A TAREFA
Copie, sem nenhuma alteração, a parte do texto sobre a palavra dita por Lula que vai de "Eu não quero saber se o João" até "que significa merda?".

TRECHO SELECIONADO
((
Coisas que me dão na telha, de vez em quando, e que quero deixar registradas, nem que seja num blog.







sexta-feira, 11 de dezembro de 2009

O cara disse: merda!


Eu não quero saber se o João Castelo é do PSDB, eu não quero saber se o outro é do PFL, eu não quero saber se é do PT. Eu quero saber se o povo está na merda e eu quero tirar o povo da merda em que ele se encontra. Esse é o dado concreto.
Luiz Inácio "o cara" da Silva


     Que merda! O Lula falou merda! O presidente falou merda! Não me entenda mal: ele não falou merda, ele disse merda, ou melhor, também não disse... Tá difícil de entender? Pois é... Que merda! Vou tentar me fazer entender: o Lula pronunciou a palavra merda. Ufa! Consegui!
     Viram como é difícil falar merda, ou melhor, falar "em" merda. Afinal, o que é e o que significa merda?
     É muito relativo. Depende sobre o que se está falando, de quem se fala, como se fala, onde, etc. A palavra em questão é um substantivo feminino que significa, em sua primeira acepção, matérias fecais, excremento, dejeto. Por extensão de sentido, merda também é acúmulo de lixo, de sujeira, imundícia, porcaria, sujidade. Em linguística, o uso do vocábulo merda é um tabuísmo. Mas que merda é esta?
     Tabuísmo (tabu + -ismo), substantivo masculino, é uma palavra, locução ou acepção tabus, consideradas chulas, grosseiras ou ofensivas demais na maioria dos contextos. São os chamados "palavrões" e referem-se, geralmente, ao metabolismo (cagar, mijar, merda), aos órgãos e funções sexuais (caralho, pica, boceta, colhão, foder, etc.), incluem ainda disfemismos pesados como puta, veado, expressões tabuizadas (puta que pariu) etc. Já sei, você não sabe o que é disfemismo. É uma expressão grosseira ou desagradavelmente direta, em vez de outra, indireta ou neutra. Entendeu?
))
DADOS EXIBIDOS
((
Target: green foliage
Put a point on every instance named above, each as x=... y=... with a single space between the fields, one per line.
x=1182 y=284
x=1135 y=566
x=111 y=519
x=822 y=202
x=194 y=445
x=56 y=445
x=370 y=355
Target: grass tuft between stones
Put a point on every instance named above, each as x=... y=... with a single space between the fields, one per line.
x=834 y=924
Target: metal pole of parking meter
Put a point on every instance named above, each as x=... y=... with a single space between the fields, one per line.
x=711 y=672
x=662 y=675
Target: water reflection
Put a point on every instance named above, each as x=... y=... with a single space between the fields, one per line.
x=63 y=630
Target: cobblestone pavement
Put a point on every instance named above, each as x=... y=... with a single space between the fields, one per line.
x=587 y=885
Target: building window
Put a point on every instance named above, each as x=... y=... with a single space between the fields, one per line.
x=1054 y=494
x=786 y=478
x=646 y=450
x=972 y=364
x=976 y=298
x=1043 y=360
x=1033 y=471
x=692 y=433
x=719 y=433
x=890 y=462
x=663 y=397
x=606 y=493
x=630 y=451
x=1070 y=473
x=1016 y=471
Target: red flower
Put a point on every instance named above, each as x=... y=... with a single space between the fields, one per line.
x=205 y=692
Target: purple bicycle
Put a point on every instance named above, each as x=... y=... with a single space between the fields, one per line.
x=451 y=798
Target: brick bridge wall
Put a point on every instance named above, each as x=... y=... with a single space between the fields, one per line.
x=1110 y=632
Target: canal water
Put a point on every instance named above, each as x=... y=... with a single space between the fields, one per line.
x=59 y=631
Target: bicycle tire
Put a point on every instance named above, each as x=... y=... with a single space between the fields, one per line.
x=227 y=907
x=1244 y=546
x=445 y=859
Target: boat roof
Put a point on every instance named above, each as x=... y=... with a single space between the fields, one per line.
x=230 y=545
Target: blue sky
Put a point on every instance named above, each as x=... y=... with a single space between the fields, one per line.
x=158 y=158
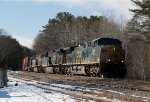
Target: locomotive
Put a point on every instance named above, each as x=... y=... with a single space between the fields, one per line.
x=99 y=57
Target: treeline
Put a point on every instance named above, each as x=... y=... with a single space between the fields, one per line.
x=11 y=52
x=67 y=30
x=138 y=42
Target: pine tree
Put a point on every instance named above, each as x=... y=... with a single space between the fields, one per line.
x=143 y=14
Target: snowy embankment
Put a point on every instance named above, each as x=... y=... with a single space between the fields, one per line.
x=34 y=91
x=29 y=93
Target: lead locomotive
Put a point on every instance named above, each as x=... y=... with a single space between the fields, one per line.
x=100 y=57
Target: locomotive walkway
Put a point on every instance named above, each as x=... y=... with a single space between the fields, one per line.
x=90 y=88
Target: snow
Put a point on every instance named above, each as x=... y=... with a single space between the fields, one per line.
x=35 y=91
x=30 y=93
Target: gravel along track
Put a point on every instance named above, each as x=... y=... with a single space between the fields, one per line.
x=89 y=88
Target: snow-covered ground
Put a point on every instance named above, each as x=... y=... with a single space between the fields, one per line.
x=30 y=93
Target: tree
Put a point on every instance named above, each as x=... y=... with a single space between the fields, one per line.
x=142 y=14
x=10 y=51
x=67 y=30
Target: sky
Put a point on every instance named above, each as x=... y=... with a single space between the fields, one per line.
x=23 y=19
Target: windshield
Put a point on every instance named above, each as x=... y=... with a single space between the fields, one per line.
x=109 y=41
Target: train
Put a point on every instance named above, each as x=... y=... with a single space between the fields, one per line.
))
RESPOSTA DO EXERCÍCIO
Eu não quero saber se o João Castelo é do PSDB, eu não quero saber se o outro é do PFL, eu não quero saber se é do PT. Eu quero saber se o povo está na merda e eu quero tirar o povo da merda em que ele se encontra. Esse é o dado concreto.
Luiz Inácio "o cara" da Silva


     Que merda! O Lula falou merda! O presidente falou merda! Não me entenda mal: ele não falou merda, ele disse merda, ou melhor, também não disse... Tá difícil de entender? Pois é... Que merda! Vou tentar me fazer entender: o Lula pronunciou a palavra merda. Ufa! Consegui!
     Viram como é difícil falar merda, ou melhor, falar "em" merda. Afinal, o que é e o que significa merda?